Problem to solve -
Please write out every line of the material, leaving out any picture.

Data for analysis -
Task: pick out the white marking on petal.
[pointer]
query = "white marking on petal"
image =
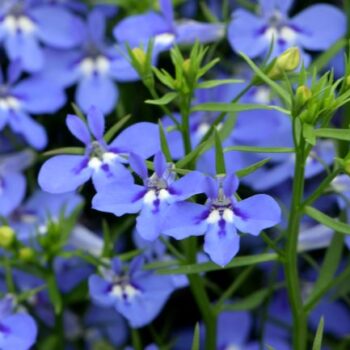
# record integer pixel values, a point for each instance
(26, 24)
(109, 157)
(117, 291)
(23, 23)
(87, 66)
(271, 34)
(288, 34)
(228, 215)
(102, 64)
(163, 195)
(164, 39)
(214, 217)
(95, 163)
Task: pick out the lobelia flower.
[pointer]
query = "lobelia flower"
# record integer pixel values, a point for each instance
(102, 162)
(253, 34)
(25, 24)
(94, 66)
(152, 199)
(17, 329)
(12, 181)
(19, 99)
(138, 295)
(221, 217)
(139, 29)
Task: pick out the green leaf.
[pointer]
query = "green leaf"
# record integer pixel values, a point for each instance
(330, 265)
(214, 83)
(337, 134)
(251, 168)
(201, 148)
(235, 107)
(164, 143)
(54, 293)
(273, 85)
(324, 219)
(164, 100)
(209, 266)
(219, 155)
(259, 149)
(309, 134)
(196, 338)
(249, 303)
(317, 344)
(116, 127)
(64, 150)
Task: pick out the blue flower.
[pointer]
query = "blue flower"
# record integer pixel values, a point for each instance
(94, 66)
(139, 29)
(138, 295)
(102, 162)
(17, 330)
(221, 217)
(23, 26)
(20, 99)
(152, 199)
(12, 181)
(315, 28)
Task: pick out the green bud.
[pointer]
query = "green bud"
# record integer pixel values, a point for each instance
(347, 167)
(347, 81)
(7, 236)
(288, 61)
(140, 56)
(26, 254)
(303, 94)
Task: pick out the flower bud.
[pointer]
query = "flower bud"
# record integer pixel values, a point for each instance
(347, 167)
(140, 56)
(26, 254)
(7, 236)
(303, 94)
(288, 61)
(186, 65)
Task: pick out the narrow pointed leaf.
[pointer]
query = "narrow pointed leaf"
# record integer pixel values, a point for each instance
(324, 219)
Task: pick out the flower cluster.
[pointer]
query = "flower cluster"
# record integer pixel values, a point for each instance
(216, 138)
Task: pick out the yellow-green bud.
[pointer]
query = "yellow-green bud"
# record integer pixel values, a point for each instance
(288, 61)
(186, 65)
(347, 81)
(140, 56)
(303, 94)
(7, 236)
(347, 167)
(26, 254)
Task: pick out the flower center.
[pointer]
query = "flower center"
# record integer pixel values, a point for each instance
(94, 65)
(9, 103)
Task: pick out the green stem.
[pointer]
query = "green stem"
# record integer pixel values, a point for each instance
(291, 260)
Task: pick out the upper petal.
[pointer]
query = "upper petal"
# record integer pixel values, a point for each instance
(256, 213)
(319, 26)
(64, 173)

Answer below -
Task: pick out the white marking on petal.
[pointer]
query = "white marking on petal"
image =
# record integer pixel values, a point for each instance
(26, 24)
(109, 157)
(117, 291)
(23, 23)
(87, 66)
(271, 34)
(288, 34)
(228, 215)
(102, 64)
(163, 195)
(164, 39)
(214, 217)
(95, 163)
Task: pick out the lobelia flower.
[pointer]
query = "lobelia flower"
# record integer pixel values, a point for each instance
(102, 162)
(253, 34)
(25, 24)
(94, 66)
(152, 199)
(17, 329)
(12, 181)
(19, 99)
(138, 295)
(221, 217)
(139, 29)
Task: pick out the green leaf.
[pointer]
query = "green leaf"
# record integer pixel values, a point for each instance
(330, 265)
(214, 83)
(337, 134)
(251, 168)
(201, 148)
(235, 107)
(164, 143)
(54, 293)
(273, 85)
(324, 219)
(164, 100)
(209, 266)
(219, 155)
(259, 149)
(309, 134)
(196, 338)
(249, 303)
(317, 344)
(116, 127)
(64, 150)
Task: pick out the blue flower.
[pointer]
query = "blue flower"
# record integer pixel values, a point for each instance
(94, 66)
(139, 29)
(138, 295)
(102, 162)
(17, 330)
(221, 217)
(23, 26)
(20, 99)
(152, 199)
(12, 181)
(315, 28)
Task: pick out the green bud.
[pointer]
query = "green bud"
# record integer pixel values, a point for each instance
(347, 167)
(347, 81)
(7, 236)
(288, 61)
(140, 56)
(26, 254)
(303, 94)
Task: pick out the flower bud.
[pointer]
query = "flower bud"
# record integer pixel values, a point for each instance
(347, 167)
(140, 56)
(26, 254)
(7, 236)
(303, 94)
(288, 61)
(186, 65)
Task: pick out the narrow pointed leaf.
[pointer]
query = "narrow pointed leaf"
# record integer pixel values, a point for each instance
(324, 219)
Task: pick out the flower cluster.
[pointer]
query = "flower cluster"
# record integer pixel values, a point for each instance
(216, 138)
Task: pick out the yellow-green bud.
[pointer]
query = "yellow-green bud"
# record integer pixel values, a point for each instance
(288, 61)
(186, 65)
(347, 81)
(140, 56)
(303, 94)
(7, 236)
(347, 167)
(26, 254)
Task: pick out the flower center.
[pointer]
query = "flower center"
# record integer pixel values, a point for each instance
(94, 65)
(9, 103)
Task: pick out the green stem.
[pointer]
query = "green stem"
# record integer pixel values, a point for each instance
(291, 260)
Task: pick out the upper petal.
[pointer]
query = "upper petal"
# record integer pixel values, a point for each instance
(256, 213)
(319, 26)
(64, 173)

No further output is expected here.